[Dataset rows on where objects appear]

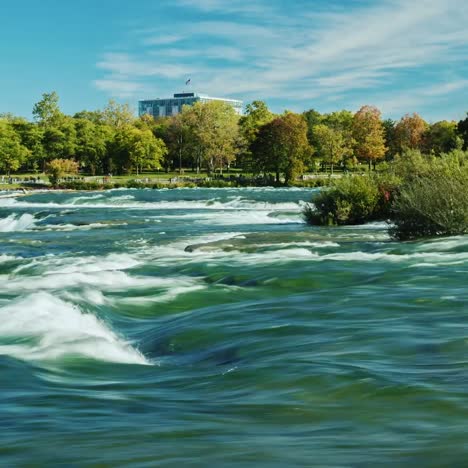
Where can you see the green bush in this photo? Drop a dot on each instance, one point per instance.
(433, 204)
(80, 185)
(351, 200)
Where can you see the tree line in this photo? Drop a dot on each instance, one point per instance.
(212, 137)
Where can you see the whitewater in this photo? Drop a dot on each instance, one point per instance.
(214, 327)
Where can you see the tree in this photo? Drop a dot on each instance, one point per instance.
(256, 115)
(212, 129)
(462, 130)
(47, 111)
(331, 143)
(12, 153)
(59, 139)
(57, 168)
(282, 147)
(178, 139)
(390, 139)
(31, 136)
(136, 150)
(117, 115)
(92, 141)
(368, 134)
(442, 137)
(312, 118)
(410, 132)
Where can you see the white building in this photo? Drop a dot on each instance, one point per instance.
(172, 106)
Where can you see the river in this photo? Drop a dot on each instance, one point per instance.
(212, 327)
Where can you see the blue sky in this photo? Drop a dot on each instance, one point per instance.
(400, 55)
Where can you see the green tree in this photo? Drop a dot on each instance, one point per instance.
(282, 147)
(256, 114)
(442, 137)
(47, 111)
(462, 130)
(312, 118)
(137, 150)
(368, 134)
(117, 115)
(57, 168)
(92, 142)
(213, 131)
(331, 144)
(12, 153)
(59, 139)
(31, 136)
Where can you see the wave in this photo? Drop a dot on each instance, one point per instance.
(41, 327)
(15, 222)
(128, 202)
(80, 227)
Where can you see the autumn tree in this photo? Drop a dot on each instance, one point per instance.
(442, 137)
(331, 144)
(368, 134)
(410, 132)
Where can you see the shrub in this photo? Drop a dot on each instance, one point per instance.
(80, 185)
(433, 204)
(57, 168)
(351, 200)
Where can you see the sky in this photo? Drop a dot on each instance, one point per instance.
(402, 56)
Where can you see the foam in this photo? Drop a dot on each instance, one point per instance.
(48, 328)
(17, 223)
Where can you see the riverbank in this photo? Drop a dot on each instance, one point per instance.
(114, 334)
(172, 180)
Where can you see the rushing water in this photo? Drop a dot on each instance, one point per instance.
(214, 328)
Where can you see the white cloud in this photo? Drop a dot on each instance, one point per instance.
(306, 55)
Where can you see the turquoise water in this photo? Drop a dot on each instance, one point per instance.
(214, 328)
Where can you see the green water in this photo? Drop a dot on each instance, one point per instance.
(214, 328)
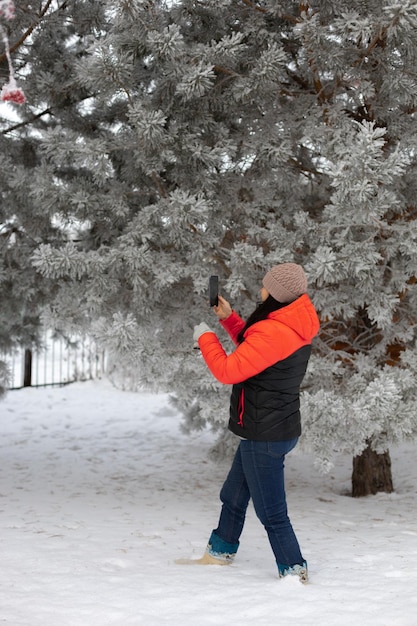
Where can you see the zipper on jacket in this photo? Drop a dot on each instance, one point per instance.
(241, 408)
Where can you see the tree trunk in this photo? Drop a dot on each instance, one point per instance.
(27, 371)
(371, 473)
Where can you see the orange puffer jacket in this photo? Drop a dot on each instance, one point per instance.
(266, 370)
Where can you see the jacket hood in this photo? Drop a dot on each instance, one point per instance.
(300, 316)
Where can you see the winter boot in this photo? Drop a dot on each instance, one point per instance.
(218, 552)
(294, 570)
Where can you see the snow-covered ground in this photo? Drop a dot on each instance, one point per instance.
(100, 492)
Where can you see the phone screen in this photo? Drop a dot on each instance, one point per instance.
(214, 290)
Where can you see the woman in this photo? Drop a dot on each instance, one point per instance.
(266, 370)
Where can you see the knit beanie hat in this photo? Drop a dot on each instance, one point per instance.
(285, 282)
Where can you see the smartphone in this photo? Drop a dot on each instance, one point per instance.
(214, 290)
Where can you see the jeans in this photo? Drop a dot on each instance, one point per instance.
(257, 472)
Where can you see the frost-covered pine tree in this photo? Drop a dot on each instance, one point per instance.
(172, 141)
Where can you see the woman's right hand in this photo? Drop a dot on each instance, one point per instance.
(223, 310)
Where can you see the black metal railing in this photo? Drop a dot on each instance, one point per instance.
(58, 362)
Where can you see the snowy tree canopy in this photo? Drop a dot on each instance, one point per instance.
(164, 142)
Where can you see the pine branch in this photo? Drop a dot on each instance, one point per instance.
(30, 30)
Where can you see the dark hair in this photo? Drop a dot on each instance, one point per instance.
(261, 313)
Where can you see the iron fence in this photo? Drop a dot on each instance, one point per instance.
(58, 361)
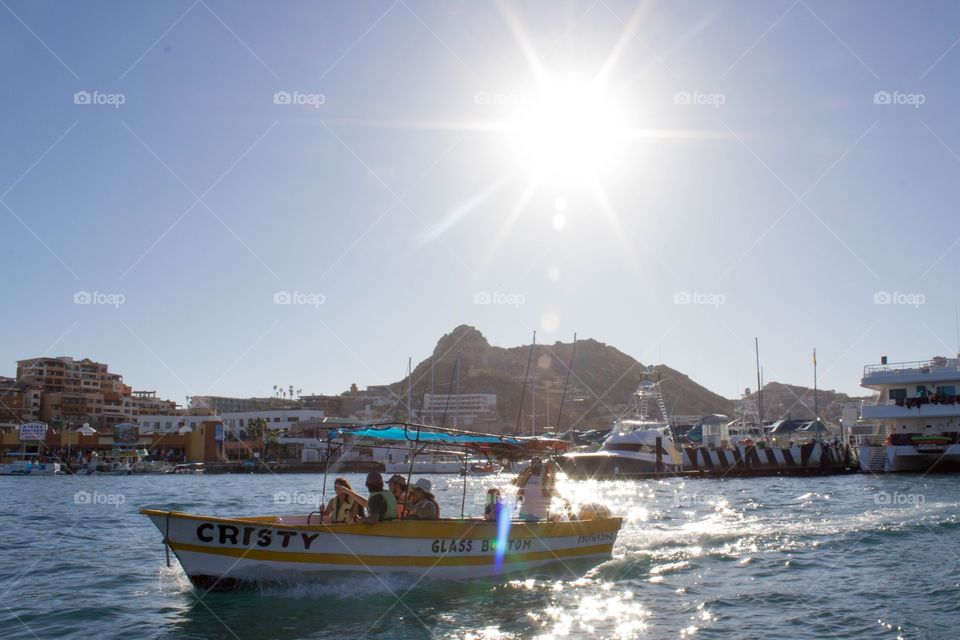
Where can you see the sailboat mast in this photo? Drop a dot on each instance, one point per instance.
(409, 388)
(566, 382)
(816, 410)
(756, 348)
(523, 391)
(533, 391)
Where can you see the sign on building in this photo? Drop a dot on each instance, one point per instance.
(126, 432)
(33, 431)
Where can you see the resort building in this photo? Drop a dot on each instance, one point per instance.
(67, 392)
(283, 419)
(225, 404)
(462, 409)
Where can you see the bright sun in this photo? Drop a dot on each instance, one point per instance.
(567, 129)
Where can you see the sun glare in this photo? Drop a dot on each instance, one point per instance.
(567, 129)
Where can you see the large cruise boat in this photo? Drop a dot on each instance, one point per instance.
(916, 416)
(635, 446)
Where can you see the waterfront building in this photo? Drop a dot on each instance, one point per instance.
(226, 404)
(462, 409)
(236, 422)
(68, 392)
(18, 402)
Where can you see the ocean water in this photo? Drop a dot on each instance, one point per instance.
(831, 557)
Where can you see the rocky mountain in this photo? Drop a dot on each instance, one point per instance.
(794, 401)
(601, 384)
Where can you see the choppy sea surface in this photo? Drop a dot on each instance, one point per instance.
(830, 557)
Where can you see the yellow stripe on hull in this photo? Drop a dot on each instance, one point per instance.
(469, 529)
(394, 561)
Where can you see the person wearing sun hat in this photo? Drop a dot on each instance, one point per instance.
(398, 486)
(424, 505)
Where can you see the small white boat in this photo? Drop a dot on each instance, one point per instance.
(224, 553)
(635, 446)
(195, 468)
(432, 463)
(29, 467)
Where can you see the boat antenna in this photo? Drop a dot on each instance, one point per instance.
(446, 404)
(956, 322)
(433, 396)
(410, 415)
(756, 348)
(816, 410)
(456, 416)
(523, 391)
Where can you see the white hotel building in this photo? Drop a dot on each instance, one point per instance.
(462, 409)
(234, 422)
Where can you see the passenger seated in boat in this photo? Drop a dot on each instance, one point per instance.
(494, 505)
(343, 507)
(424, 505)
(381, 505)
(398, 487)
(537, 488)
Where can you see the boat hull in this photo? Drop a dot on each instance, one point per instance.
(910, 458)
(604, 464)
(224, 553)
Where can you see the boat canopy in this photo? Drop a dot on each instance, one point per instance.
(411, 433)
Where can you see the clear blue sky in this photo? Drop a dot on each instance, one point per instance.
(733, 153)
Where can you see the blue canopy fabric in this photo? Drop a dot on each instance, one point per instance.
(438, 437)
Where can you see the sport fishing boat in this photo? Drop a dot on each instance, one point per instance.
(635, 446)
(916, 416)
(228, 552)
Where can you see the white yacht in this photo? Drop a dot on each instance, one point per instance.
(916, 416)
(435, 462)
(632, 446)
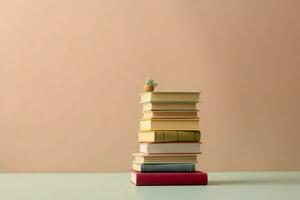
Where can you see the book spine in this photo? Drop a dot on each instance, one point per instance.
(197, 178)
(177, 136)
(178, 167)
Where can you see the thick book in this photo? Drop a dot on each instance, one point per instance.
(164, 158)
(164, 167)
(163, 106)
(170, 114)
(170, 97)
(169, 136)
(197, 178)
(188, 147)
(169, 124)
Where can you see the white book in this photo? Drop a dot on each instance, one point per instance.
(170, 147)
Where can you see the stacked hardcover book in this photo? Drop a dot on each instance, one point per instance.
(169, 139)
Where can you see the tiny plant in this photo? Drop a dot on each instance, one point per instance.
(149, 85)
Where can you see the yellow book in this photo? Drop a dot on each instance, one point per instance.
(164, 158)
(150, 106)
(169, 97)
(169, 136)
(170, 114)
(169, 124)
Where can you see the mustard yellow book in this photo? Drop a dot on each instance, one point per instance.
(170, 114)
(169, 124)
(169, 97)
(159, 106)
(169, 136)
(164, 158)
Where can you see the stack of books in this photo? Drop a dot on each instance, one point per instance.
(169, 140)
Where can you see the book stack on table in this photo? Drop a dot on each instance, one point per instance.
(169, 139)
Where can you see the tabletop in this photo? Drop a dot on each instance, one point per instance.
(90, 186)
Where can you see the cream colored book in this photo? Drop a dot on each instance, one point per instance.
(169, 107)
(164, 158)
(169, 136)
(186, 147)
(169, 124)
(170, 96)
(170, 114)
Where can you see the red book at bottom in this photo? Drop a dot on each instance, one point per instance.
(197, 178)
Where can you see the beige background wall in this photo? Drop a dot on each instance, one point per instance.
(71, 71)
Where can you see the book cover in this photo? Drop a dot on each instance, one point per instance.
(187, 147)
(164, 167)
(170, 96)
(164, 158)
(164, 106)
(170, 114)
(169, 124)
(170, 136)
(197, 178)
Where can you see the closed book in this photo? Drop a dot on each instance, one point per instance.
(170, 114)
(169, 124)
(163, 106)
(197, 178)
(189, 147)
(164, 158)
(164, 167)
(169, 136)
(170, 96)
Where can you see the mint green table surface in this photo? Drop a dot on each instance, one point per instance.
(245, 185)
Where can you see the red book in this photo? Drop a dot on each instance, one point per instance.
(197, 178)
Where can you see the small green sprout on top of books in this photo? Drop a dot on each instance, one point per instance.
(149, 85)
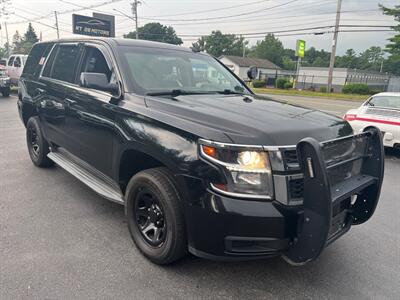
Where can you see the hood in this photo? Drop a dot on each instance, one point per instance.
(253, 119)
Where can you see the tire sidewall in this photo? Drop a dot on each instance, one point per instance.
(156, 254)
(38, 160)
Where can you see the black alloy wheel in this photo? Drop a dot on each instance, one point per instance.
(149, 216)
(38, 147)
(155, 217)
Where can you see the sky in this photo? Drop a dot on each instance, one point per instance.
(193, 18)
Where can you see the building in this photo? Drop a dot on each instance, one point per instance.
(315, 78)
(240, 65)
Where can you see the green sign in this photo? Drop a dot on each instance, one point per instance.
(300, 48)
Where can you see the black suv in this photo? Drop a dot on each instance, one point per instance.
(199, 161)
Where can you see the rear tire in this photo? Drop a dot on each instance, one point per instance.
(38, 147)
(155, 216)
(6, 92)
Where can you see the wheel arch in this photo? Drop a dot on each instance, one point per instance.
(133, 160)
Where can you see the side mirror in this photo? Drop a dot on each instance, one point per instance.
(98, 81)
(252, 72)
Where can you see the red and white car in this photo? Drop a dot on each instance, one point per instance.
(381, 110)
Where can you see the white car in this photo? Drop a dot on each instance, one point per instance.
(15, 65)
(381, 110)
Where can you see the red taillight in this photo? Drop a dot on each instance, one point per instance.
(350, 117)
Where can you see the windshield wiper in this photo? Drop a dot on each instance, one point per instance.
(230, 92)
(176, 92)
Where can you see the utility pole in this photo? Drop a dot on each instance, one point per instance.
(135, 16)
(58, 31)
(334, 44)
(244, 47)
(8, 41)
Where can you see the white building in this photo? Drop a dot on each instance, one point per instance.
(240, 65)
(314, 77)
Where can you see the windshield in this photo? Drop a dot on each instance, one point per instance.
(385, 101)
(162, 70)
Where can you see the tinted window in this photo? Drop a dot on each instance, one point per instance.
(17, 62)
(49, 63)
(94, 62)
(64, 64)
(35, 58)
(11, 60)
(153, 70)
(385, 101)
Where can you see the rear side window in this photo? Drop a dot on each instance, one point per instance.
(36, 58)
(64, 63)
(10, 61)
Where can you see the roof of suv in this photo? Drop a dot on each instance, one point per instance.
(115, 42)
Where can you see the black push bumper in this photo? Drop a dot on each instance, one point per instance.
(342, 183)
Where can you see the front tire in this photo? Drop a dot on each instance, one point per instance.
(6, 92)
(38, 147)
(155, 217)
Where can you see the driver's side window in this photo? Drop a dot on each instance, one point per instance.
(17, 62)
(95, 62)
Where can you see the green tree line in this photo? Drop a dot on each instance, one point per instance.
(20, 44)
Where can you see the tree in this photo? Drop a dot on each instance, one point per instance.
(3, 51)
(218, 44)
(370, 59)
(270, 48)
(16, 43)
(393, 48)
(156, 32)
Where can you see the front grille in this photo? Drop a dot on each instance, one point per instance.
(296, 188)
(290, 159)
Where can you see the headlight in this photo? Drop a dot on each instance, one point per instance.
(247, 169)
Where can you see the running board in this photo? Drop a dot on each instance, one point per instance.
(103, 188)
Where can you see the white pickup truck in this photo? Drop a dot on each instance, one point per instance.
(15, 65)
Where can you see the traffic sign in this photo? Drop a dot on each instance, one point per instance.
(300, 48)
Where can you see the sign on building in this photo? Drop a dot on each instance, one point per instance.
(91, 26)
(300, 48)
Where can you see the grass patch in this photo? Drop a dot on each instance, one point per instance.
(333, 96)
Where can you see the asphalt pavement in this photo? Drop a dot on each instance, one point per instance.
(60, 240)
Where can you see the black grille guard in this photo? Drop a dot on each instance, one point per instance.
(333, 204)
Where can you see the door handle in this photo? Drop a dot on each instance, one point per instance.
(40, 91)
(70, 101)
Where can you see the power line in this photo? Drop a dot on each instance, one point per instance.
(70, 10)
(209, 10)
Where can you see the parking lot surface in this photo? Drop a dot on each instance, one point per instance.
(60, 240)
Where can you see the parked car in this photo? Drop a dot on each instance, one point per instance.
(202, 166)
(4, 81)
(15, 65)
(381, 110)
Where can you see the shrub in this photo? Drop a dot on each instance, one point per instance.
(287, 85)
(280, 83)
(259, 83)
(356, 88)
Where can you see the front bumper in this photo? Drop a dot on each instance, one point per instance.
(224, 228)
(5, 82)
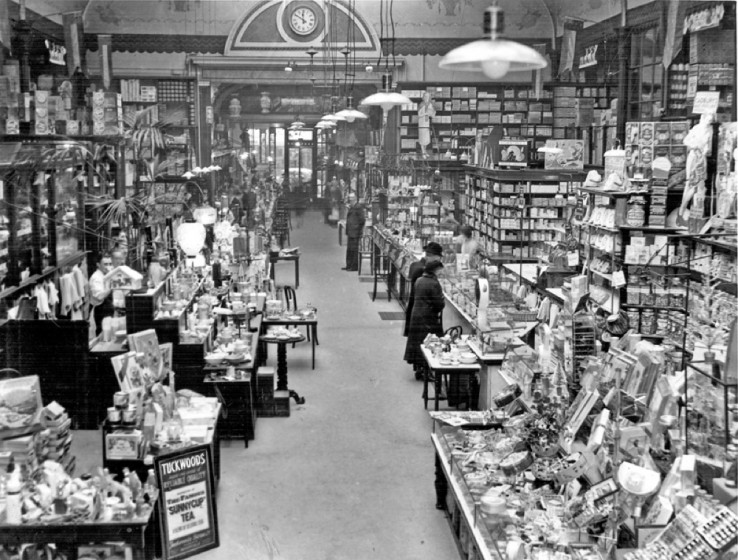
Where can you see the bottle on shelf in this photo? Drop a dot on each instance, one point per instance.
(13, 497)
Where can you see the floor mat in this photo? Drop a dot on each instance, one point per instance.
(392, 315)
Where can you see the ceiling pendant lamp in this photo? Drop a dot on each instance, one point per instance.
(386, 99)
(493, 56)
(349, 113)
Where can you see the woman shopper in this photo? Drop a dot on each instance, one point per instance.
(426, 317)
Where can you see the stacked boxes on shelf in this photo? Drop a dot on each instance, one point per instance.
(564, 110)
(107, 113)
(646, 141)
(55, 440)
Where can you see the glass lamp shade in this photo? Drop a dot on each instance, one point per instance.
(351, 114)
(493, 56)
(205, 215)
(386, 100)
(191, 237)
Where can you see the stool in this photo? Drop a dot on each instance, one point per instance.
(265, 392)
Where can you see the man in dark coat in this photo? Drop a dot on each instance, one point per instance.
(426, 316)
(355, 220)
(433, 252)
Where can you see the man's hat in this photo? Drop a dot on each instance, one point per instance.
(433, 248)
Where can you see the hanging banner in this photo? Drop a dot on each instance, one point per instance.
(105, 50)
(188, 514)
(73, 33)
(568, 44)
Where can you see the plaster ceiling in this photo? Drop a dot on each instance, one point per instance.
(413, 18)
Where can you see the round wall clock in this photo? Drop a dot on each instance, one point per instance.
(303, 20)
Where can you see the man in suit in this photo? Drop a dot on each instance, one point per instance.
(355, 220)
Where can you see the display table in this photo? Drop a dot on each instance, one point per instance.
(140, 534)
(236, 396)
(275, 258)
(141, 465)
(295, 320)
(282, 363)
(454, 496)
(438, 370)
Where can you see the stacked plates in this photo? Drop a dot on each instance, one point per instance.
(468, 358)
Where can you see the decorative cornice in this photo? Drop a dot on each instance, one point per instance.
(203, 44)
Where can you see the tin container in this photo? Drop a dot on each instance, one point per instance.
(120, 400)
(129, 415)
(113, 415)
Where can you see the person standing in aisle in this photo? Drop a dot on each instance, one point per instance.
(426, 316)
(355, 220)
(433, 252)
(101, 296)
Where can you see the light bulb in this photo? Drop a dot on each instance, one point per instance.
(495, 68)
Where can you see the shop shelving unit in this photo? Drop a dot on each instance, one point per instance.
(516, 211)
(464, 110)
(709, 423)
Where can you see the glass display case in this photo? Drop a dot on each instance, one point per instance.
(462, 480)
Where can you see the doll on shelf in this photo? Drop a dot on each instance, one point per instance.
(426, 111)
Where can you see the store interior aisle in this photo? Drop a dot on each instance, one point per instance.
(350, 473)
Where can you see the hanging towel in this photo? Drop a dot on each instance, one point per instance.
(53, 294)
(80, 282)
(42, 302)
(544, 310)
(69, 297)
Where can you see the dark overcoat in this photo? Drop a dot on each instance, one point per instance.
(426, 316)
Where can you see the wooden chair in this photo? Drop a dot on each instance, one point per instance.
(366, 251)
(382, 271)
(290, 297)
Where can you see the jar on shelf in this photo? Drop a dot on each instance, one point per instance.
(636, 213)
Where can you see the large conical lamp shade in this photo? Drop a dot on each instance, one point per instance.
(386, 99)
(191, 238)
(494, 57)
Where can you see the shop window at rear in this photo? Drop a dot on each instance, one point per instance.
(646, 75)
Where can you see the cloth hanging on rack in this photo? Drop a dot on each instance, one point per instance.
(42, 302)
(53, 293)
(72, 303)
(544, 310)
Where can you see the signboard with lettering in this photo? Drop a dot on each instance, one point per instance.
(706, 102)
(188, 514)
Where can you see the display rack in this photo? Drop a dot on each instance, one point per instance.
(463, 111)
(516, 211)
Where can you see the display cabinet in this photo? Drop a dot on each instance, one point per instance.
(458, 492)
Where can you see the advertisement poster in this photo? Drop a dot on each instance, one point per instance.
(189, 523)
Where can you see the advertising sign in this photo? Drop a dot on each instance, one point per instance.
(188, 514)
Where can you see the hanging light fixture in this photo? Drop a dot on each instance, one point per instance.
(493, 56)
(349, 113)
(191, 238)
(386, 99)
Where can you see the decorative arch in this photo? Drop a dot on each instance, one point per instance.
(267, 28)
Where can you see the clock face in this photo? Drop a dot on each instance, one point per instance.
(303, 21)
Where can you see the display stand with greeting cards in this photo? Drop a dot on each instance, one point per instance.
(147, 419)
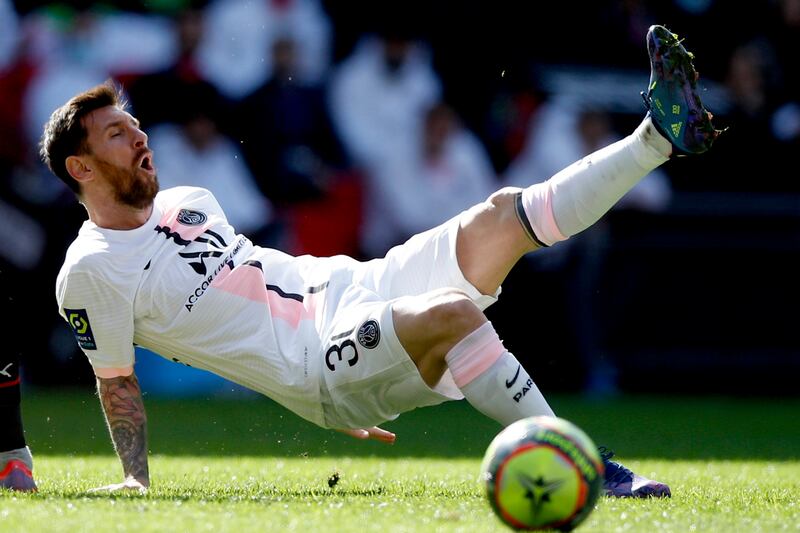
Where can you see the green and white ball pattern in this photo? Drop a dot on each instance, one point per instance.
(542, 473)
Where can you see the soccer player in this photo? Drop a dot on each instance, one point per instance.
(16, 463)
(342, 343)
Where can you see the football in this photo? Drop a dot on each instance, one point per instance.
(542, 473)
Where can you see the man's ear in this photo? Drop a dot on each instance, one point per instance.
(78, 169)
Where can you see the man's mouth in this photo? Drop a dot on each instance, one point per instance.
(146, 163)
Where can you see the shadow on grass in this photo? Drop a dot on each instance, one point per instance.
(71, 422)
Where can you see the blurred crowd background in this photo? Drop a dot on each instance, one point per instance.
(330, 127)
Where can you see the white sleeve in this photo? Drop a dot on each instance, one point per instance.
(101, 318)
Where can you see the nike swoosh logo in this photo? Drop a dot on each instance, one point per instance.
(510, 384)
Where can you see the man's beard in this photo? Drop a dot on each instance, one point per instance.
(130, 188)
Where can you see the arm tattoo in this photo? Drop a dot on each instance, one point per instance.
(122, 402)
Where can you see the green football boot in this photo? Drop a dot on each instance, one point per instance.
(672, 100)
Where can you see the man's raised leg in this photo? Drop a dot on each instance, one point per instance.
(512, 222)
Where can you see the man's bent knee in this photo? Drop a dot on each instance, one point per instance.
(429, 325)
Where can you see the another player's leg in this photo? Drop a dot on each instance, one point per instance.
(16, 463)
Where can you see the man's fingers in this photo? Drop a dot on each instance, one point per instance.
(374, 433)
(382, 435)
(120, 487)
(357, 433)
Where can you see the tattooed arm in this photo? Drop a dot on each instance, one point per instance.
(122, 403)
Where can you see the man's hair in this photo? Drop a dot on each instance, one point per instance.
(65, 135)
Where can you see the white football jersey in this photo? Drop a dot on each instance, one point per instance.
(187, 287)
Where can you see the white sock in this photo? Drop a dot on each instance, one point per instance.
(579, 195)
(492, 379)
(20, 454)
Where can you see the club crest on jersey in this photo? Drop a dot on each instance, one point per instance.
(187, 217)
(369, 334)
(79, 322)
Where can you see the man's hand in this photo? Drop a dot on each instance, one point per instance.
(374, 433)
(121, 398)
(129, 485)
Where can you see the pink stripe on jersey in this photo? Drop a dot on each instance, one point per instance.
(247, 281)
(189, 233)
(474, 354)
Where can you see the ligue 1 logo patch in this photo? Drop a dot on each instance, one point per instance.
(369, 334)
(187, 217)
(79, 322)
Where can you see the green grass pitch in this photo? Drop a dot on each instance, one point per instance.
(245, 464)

EXERCISE DETAILS | Could you give again exactly the lines from the line containing "Where can you see the man's fingers" through the final line of the data above, and no others?

WORKED ANSWER |
Where can you see the man's fingers in this photo? Drop a dot on each instance, one point per instance.
(374, 433)
(382, 435)
(120, 487)
(357, 433)
Where can you see the tattooed arm in this photo? Drop a dot on each instance, one point per instance.
(122, 403)
Where can you see the man's hair in this photo? Drop a dot on each instance, one point per instance.
(65, 135)
Where can you see the white football jersey in this photo? Drop a dot on each instance, one point per instance.
(187, 287)
Where can you see the white sock in this photo? Drop a dot on each instance, one point per instance.
(579, 195)
(492, 379)
(20, 454)
Where can you see the club crest on jersey in this photo? Drop a dot on each instance, one point per instance.
(187, 217)
(369, 334)
(79, 322)
Where can you see the man's hand in this photo? Drop a dot on each instance, one point per instance.
(374, 433)
(121, 398)
(129, 485)
Where can you see the pink stripe on jersey in this photo? Drop a dot on each instance, one point per instance.
(247, 281)
(189, 233)
(474, 354)
Where can you see the ligue 1 logo patch in this photo? Drop a dot on each instance, one point per instance.
(369, 334)
(187, 217)
(79, 322)
Where can you see the green grass pitch in this photo? Drop a dot on each instance, one point per instance.
(245, 464)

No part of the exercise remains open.